* Start Selection *
Three weeks ago there arrived in Ottawa an advance team of Soviet officials, including the nucleus of what we used to call bodyguards and now call the security force.

They were there, of course, to plan in precise detail the timetable of Mr Gorbachev's visit. And the first thing they wanted to get straight was not the sequence of the official meetings, dinners, museum visits, what he would say to Prime Minister Mulroney, but the time, the place and the duration of Mr Gorbachev's spontaneous stop, on the way from the airport, in order to mingle with the people on the street and, as President Lyndon Johnson used to say, "Press the flesh".

The Canadian security men were alarmed when the Soviet team picked a big fruit and vegetable market in a crowded section of downtown Ottawa. It wouldn't do, they said, too many people, too much bustle, impossible to scrutinise and control. It was, of course, the first Gorbachev appearance for the Canadian security men and they wondered wistfully if, for once, Mr Gorbachev mightn't want to skip the whole idea.

But Mr Gorbachev's spontaneous leaps from his motor car, his impulsive habit of a walkabout, or shove-about, through the welcoming crowds is, by now, as much of a ritual as the Pope's descent from his airplane to kiss the good earth of every country he arrives in.

"It's always done", said one of the Russians, "and it's spontaneous". They then discussed alternative sites and times of day, giving a new twist to the word "spontaneous". They finally settled on a short street of shops and cafés for pedestrians only.

Watching Mr Gorbachev get out of his car and walk into the maelstrom of clapping, pushing people, I wondered about the occupational risk of heart attack among security men and I thought back to a night in Texas and the following weeks when, in this country at least, we entered reluctantly a new era of presidential security.
* End Selection *
*Exercise 1*:
Find and copy every line of the listing that contains the string "instance", treating uppercase and lowercase as different.
The text and the listing are unrelated to each other.
* Start Extracted records *
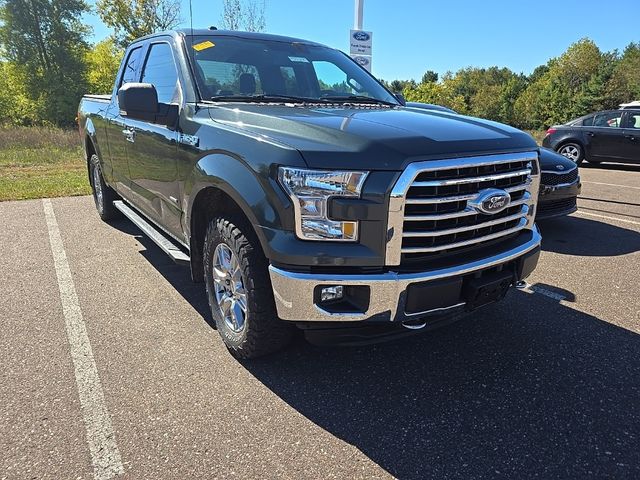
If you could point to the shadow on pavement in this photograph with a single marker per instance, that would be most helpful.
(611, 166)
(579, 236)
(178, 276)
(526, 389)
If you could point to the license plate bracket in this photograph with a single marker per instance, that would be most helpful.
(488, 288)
* End Extracted records *
* Start Extracted records *
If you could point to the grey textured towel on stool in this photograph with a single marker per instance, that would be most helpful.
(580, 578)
* End Extracted records *
*Exercise 2*:
In the piece on Gorbachev's Ottawa visit, why did the Canadian security men object to the market the Soviet team picked? Answer in one to three sentences.

*Task output 1*:
If you could point to the shadow on pavement in this photograph with a single marker per instance, that would be most helpful.
If you could point to the license plate bracket in this photograph with a single marker per instance, that would be most helpful.
If you could point to the grey textured towel on stool in this photograph with a single marker per instance, that would be most helpful.

*Task output 2*:
They said the big fruit and vegetable market in a crowded section of downtown Ottawa wouldn't do because it had too many people and too much bustle. That made it impossible to scrutinize and control.